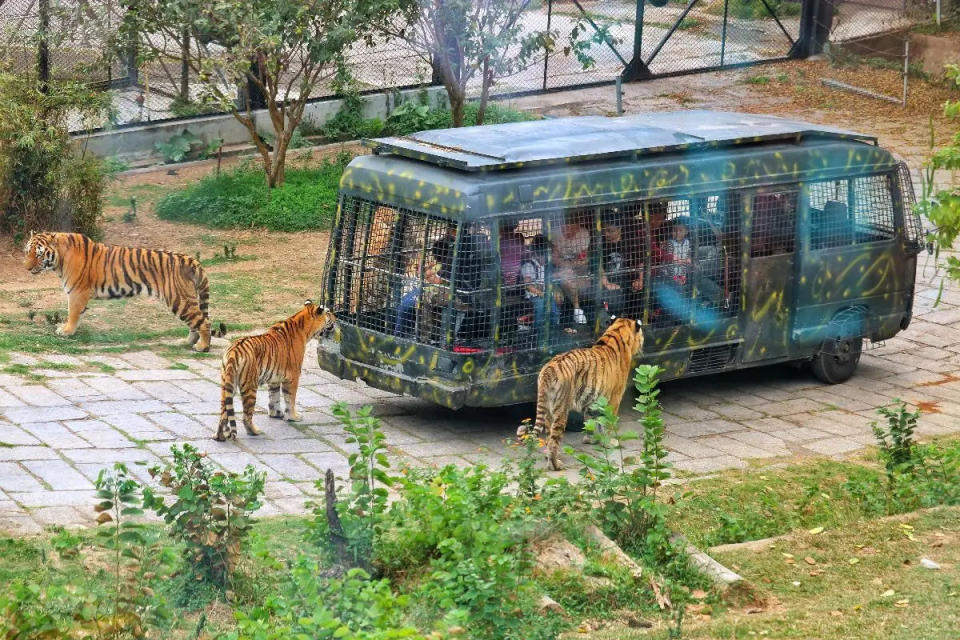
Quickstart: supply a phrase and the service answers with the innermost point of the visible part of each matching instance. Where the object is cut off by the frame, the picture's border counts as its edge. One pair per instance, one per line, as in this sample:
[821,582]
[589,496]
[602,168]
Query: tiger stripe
[273,358]
[575,380]
[93,270]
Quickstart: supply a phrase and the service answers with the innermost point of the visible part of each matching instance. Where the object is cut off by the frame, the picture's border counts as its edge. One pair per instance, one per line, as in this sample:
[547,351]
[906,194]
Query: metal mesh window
[524,257]
[573,268]
[913,228]
[873,213]
[774,220]
[855,211]
[694,259]
[830,222]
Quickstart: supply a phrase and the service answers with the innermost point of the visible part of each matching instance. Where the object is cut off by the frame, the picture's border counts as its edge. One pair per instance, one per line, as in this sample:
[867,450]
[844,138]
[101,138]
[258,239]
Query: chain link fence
[640,41]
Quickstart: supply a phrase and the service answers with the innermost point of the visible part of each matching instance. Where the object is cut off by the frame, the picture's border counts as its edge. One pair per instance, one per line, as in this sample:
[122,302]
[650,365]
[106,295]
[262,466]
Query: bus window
[873,212]
[774,220]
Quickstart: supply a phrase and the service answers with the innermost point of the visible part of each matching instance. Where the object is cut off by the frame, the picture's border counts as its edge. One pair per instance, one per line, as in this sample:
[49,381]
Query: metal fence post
[636,69]
[546,57]
[816,19]
[43,45]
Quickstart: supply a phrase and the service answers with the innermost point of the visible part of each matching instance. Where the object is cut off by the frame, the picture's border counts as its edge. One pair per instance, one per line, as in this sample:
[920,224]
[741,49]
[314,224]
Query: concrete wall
[136,144]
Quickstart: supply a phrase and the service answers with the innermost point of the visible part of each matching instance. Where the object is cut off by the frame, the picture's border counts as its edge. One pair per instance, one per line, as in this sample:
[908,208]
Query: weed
[210,512]
[178,147]
[241,199]
[139,558]
[624,487]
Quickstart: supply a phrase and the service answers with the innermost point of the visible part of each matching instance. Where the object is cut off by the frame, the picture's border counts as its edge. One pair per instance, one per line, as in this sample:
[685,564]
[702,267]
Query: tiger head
[630,332]
[41,254]
[317,320]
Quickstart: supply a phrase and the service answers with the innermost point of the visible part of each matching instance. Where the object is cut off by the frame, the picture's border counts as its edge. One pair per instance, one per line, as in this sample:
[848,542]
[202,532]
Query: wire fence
[642,41]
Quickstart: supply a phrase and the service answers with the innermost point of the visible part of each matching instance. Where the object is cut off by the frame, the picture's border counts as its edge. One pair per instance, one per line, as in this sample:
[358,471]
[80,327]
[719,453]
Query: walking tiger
[273,358]
[574,380]
[89,269]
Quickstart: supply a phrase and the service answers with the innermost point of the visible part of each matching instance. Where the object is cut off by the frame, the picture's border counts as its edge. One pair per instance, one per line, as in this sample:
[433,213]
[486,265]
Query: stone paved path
[57,433]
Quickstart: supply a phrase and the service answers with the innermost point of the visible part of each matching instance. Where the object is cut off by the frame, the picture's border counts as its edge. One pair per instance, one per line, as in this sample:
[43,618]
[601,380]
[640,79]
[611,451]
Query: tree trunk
[457,99]
[185,67]
[487,78]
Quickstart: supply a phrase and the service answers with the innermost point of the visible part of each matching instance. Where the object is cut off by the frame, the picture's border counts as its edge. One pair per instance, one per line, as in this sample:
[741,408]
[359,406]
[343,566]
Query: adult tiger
[574,380]
[273,358]
[89,269]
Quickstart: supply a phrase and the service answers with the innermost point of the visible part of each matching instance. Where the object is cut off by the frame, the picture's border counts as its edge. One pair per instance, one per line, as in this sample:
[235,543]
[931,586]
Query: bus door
[770,218]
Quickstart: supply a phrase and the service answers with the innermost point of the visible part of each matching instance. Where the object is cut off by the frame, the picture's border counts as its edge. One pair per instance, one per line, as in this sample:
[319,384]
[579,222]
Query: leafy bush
[46,182]
[139,556]
[755,9]
[409,117]
[178,146]
[209,512]
[624,487]
[241,199]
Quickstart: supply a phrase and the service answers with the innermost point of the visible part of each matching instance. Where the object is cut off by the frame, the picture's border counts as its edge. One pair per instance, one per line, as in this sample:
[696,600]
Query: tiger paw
[65,330]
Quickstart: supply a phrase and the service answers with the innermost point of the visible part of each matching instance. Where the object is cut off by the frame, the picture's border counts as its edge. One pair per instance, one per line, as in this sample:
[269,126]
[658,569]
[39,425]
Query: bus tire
[834,368]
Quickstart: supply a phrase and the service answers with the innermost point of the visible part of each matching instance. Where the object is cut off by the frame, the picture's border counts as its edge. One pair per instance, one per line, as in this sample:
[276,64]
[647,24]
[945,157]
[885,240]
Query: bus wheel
[834,368]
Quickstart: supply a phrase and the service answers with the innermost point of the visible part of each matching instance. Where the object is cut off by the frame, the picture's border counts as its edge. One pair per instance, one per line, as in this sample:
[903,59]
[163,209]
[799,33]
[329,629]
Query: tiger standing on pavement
---*---
**Work order**
With the line containing "Query: tiger paw" as the first and the last line of the records as the final one, print exactly the lines in that span.

**Result for this task**
Query: tiger paw
[65,330]
Quickstart: supply a phrase and the service answers with the innermost point of the visible part of each matching instance. Where the object is cut off by the frame, the picture's border counts as its edge. One pair per instance, one per line, as in this sample:
[269,126]
[658,569]
[39,425]
Query: bus tire
[834,368]
Quickstart: supply a phrase and the service answers with the innermost point of the visible part of each matching instance. Where the object is cut off by the frame, the picture's border counts as its edge. One pair per instance, one per line, as in this sample:
[276,64]
[647,24]
[945,157]
[885,240]
Query: bus wheel
[834,368]
Quickstart: supply a phrase and the service answers with the innermost point of the visible part of each matching instance. Where the object is cut off by the frame, the picture's border counts as its edge. One pair per instance, one per line, as in this sample:
[903,59]
[163,209]
[799,33]
[329,629]
Query: tiger standing on pavement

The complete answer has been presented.